The headstone reads: Ricky Jean Bryant, 1945-1949, but no casket will be found underneath the soil. It’s another odd twist in the mysterious case of Bryant, a four-year-old girl from rural Mauston who vanished during a house fire Dec. 19, 1949. She was never heard from again.

Shaun Goyette of the Juneau County Sheriff’s Office was assigned the case after he was promoted to detective several years ago. Goyette sees the case file every day when he enters his office. Bryant’s disappearance was a cold case long before Goyette took it on and it could remain open years after he leaves. But it’s cases like these which remain unsolved for years, sometimes decades, which push investigators to find the truth.

While other current cases take up most of their time, for area detectives, unsolved cases remain in the back of their minds. They’ll review the cases every now and then, check for new information and try to hunt down leads. Sometimes the leads are fruitful, other times, they’re dead ends. The pursuit of the truth, bringing the perpetrators to justice and the drive to bring closure to victims’ families remains the biggest objective.

RECORDS PROVIDED ::

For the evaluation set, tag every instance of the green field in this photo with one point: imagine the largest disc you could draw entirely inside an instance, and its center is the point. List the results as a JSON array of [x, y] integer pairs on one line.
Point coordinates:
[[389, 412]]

--

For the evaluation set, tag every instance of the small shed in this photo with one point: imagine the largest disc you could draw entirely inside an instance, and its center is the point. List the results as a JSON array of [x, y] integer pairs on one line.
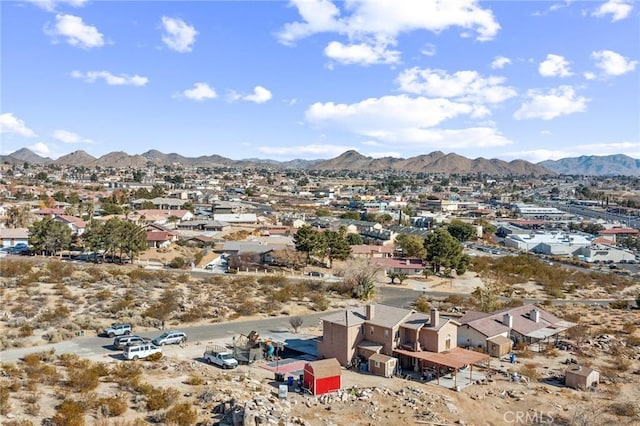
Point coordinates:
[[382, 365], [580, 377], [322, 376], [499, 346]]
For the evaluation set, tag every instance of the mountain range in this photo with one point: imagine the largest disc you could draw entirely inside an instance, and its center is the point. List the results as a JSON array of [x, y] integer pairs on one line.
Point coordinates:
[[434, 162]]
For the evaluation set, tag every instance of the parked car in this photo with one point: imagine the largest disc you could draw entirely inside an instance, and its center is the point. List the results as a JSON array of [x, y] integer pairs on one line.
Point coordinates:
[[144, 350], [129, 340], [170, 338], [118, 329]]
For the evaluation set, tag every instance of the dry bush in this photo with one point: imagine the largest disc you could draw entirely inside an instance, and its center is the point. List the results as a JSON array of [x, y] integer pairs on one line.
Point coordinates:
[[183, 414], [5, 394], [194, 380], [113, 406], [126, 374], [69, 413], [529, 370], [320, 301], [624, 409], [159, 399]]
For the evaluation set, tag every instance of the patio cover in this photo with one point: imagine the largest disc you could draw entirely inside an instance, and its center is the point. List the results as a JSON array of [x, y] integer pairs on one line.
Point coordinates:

EXERCISE OBJECTIVE ::
Pick up the article about the Ricky Jean Bryant cold case after its last sentence and continue it.

YOUR RESPONSE ::
In many of these cases somebody knows something and it often takes just one person to come forward to solve a mystery.

 

 

 

What happened to Bryant?

Sitting in the conference room at the Juneau County Justice Center, Goyette pours through the Bryant file. He picks out old newspaper clippings from the New Lisbon Times and the Mauston Star detailing the events of the day the small girl went missing. Years later, the story drew statewide attention when the Milwaukee Sentinel interviewed Bryant’s siblings in 1987.

It remains one of Juneau County’s biggest mysteries.

After the fire broke out, Bryant, along with older brother, Forrest and younger sister, Liz, went to the yard for safety. Forrest, who was a year older than Ricky, who also went by Jeannie, recalled seeing an expensive car drive up to the home. A woman got out and told Forrest to run to a neighbor’s house for help. When the boy returned, Liz was still there, but Ricky and the woman were gone.

It was initially assumed Ricky had died in the fire. Particles appearing to be human bones were analyzed but came back negative. Evidence never verified Ricky died in the blaze.

“The original reports were destroyed in a flood at the old sheriff’s department,” Goyette said of the Bryant case. “The family came back in 2005 and filed a new missing persons report. It’s been an active case since then.”

The sheriff’s office took DNA samples from Bryant’s siblings, which were placed in a national database. When a woman from California called with questions about her past and seemed to fit the description of Bryant, Goyette was optimistic, but the DNA did not match.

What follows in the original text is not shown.